- Problem details: Set the listing down again exactly, please, apart from its pictures.

Segment Start: Given entries

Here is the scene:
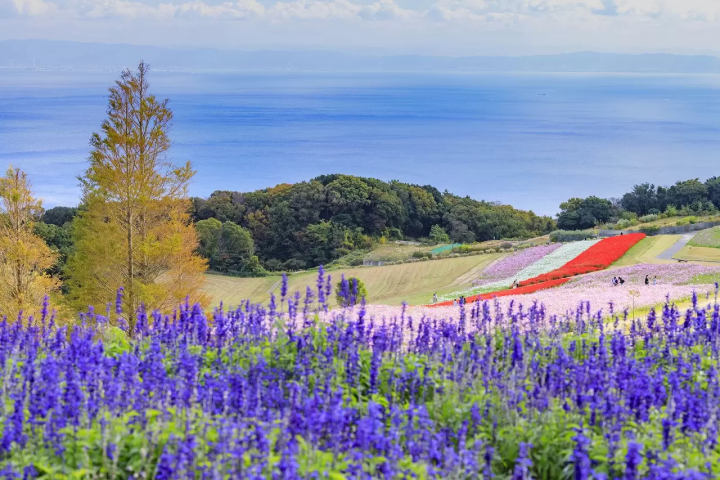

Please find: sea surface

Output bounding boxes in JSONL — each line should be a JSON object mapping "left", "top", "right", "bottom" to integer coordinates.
{"left": 1, "top": 70, "right": 720, "bottom": 216}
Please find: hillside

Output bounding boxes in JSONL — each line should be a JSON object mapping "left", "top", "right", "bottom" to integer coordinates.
{"left": 192, "top": 174, "right": 554, "bottom": 272}
{"left": 204, "top": 252, "right": 504, "bottom": 308}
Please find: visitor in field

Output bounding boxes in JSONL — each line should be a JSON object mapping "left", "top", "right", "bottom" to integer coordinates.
{"left": 612, "top": 276, "right": 618, "bottom": 286}
{"left": 453, "top": 298, "right": 458, "bottom": 306}
{"left": 645, "top": 275, "right": 650, "bottom": 286}
{"left": 432, "top": 293, "right": 438, "bottom": 304}
{"left": 654, "top": 276, "right": 658, "bottom": 285}
{"left": 619, "top": 277, "right": 625, "bottom": 285}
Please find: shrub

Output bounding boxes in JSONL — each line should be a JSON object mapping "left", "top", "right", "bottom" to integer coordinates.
{"left": 687, "top": 216, "right": 698, "bottom": 225}
{"left": 638, "top": 214, "right": 658, "bottom": 223}
{"left": 665, "top": 205, "right": 678, "bottom": 217}
{"left": 639, "top": 225, "right": 661, "bottom": 235}
{"left": 615, "top": 219, "right": 632, "bottom": 229}
{"left": 676, "top": 218, "right": 690, "bottom": 226}
{"left": 500, "top": 241, "right": 513, "bottom": 250}
{"left": 429, "top": 225, "right": 451, "bottom": 244}
{"left": 549, "top": 230, "right": 596, "bottom": 242}
{"left": 335, "top": 277, "right": 368, "bottom": 306}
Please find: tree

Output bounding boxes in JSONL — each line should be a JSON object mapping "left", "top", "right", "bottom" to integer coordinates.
{"left": 429, "top": 224, "right": 450, "bottom": 244}
{"left": 196, "top": 218, "right": 223, "bottom": 260}
{"left": 667, "top": 179, "right": 708, "bottom": 209}
{"left": 66, "top": 62, "right": 207, "bottom": 329}
{"left": 34, "top": 222, "right": 73, "bottom": 278}
{"left": 0, "top": 167, "right": 59, "bottom": 319}
{"left": 706, "top": 177, "right": 720, "bottom": 209}
{"left": 335, "top": 276, "right": 368, "bottom": 307}
{"left": 41, "top": 206, "right": 78, "bottom": 227}
{"left": 557, "top": 196, "right": 613, "bottom": 230}
{"left": 211, "top": 222, "right": 259, "bottom": 274}
{"left": 620, "top": 183, "right": 657, "bottom": 216}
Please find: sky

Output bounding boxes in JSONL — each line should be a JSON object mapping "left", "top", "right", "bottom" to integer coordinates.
{"left": 2, "top": 0, "right": 720, "bottom": 56}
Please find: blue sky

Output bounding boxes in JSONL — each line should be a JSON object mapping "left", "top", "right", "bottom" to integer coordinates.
{"left": 2, "top": 0, "right": 720, "bottom": 55}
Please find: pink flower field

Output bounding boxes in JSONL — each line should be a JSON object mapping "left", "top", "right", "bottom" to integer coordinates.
{"left": 359, "top": 263, "right": 720, "bottom": 323}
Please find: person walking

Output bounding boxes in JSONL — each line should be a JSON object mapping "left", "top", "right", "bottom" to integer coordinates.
{"left": 453, "top": 298, "right": 458, "bottom": 306}
{"left": 645, "top": 275, "right": 649, "bottom": 286}
{"left": 619, "top": 277, "right": 625, "bottom": 285}
{"left": 653, "top": 276, "right": 658, "bottom": 286}
{"left": 432, "top": 293, "right": 438, "bottom": 304}
{"left": 612, "top": 277, "right": 618, "bottom": 286}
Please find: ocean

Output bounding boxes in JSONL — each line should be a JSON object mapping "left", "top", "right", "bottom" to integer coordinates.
{"left": 1, "top": 70, "right": 720, "bottom": 216}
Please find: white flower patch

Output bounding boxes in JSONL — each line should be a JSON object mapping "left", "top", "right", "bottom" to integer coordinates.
{"left": 439, "top": 240, "right": 599, "bottom": 301}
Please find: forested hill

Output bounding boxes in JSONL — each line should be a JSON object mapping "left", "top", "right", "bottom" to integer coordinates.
{"left": 190, "top": 174, "right": 556, "bottom": 271}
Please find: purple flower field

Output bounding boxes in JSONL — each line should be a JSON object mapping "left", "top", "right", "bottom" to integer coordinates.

Segment End: Given entries

- Exercise solution:
Here is the scene:

Please find: sea surface

Output bounding boxes in JSONL — each line should be a JSON object mapping "left", "top", "right", "bottom" to integer coordinates.
{"left": 1, "top": 70, "right": 720, "bottom": 216}
Please find: hillside

Output bounding boxes in JSONL — each line should be a JSON object mapping "left", "top", "right", "bottom" to integer coordinates.
{"left": 192, "top": 174, "right": 554, "bottom": 272}
{"left": 204, "top": 252, "right": 504, "bottom": 308}
Please find: visitor in field

Output bounding boxes in JSONL — each line should be a JSON object mapping "left", "top", "right", "bottom" to integer coordinates.
{"left": 612, "top": 276, "right": 618, "bottom": 286}
{"left": 453, "top": 298, "right": 458, "bottom": 306}
{"left": 645, "top": 275, "right": 650, "bottom": 286}
{"left": 432, "top": 293, "right": 438, "bottom": 304}
{"left": 654, "top": 276, "right": 658, "bottom": 285}
{"left": 619, "top": 277, "right": 625, "bottom": 285}
Please find: shrub

Output bounding boxes in JSONL — each line should be a JSON object mapping "left", "top", "right", "bottom" to integer coordinates.
{"left": 687, "top": 216, "right": 698, "bottom": 225}
{"left": 638, "top": 214, "right": 658, "bottom": 223}
{"left": 665, "top": 205, "right": 678, "bottom": 217}
{"left": 639, "top": 225, "right": 661, "bottom": 235}
{"left": 615, "top": 219, "right": 632, "bottom": 229}
{"left": 676, "top": 218, "right": 690, "bottom": 226}
{"left": 500, "top": 241, "right": 513, "bottom": 250}
{"left": 429, "top": 225, "right": 451, "bottom": 244}
{"left": 549, "top": 230, "right": 596, "bottom": 242}
{"left": 335, "top": 277, "right": 368, "bottom": 306}
Please find: tree

Output bounding boxes in JSONL — each line should be a JSON object mapping "left", "top", "right", "bottom" to integer coordinates.
{"left": 429, "top": 224, "right": 450, "bottom": 244}
{"left": 196, "top": 218, "right": 223, "bottom": 260}
{"left": 667, "top": 179, "right": 708, "bottom": 209}
{"left": 66, "top": 62, "right": 207, "bottom": 329}
{"left": 34, "top": 222, "right": 73, "bottom": 278}
{"left": 0, "top": 167, "right": 59, "bottom": 319}
{"left": 706, "top": 177, "right": 720, "bottom": 209}
{"left": 335, "top": 276, "right": 368, "bottom": 307}
{"left": 41, "top": 206, "right": 78, "bottom": 227}
{"left": 557, "top": 196, "right": 613, "bottom": 230}
{"left": 211, "top": 222, "right": 259, "bottom": 274}
{"left": 620, "top": 183, "right": 657, "bottom": 216}
Please find: sky

Output bounding boxes in JSONL — each line should be a JSON object mapping "left", "top", "right", "bottom" to integer coordinates.
{"left": 2, "top": 0, "right": 720, "bottom": 56}
Please find: blue sky

Output bounding boxes in JSONL — each line should be a JSON object mapping "left", "top", "right", "bottom" to integer coordinates.
{"left": 2, "top": 0, "right": 720, "bottom": 55}
Please find: pink flower field

Output bounding boxes in JSONL — each line should be a JSON object mapping "left", "top", "right", "bottom" to integer coordinates.
{"left": 359, "top": 263, "right": 720, "bottom": 323}
Please find: person walking

Output bounding boxes in JSONL — each line should be a JSON object mapping "left", "top", "right", "bottom" to integer coordinates.
{"left": 453, "top": 298, "right": 458, "bottom": 306}
{"left": 645, "top": 275, "right": 649, "bottom": 286}
{"left": 619, "top": 277, "right": 625, "bottom": 285}
{"left": 653, "top": 276, "right": 658, "bottom": 286}
{"left": 432, "top": 293, "right": 438, "bottom": 304}
{"left": 612, "top": 277, "right": 618, "bottom": 286}
Please find: ocean

Output bounding boxes in JSONL — each line should be a JSON object mapping "left", "top", "right", "bottom" to integer coordinates.
{"left": 1, "top": 70, "right": 720, "bottom": 216}
Please find: white flower patch

Output bounding boxes in JSONL — each line should be a JSON object mapping "left", "top", "right", "bottom" to integer coordinates.
{"left": 439, "top": 240, "right": 599, "bottom": 301}
Please find: forested hill

Output bounding boxes in JSONL — each line should be a JSON object mapping "left", "top", "right", "bottom" to integer coordinates.
{"left": 190, "top": 174, "right": 556, "bottom": 271}
Please find: purple flower field

Output bounding boxes in JSONL — each line should be a JSON object mapping "left", "top", "right", "bottom" to integer coordinates.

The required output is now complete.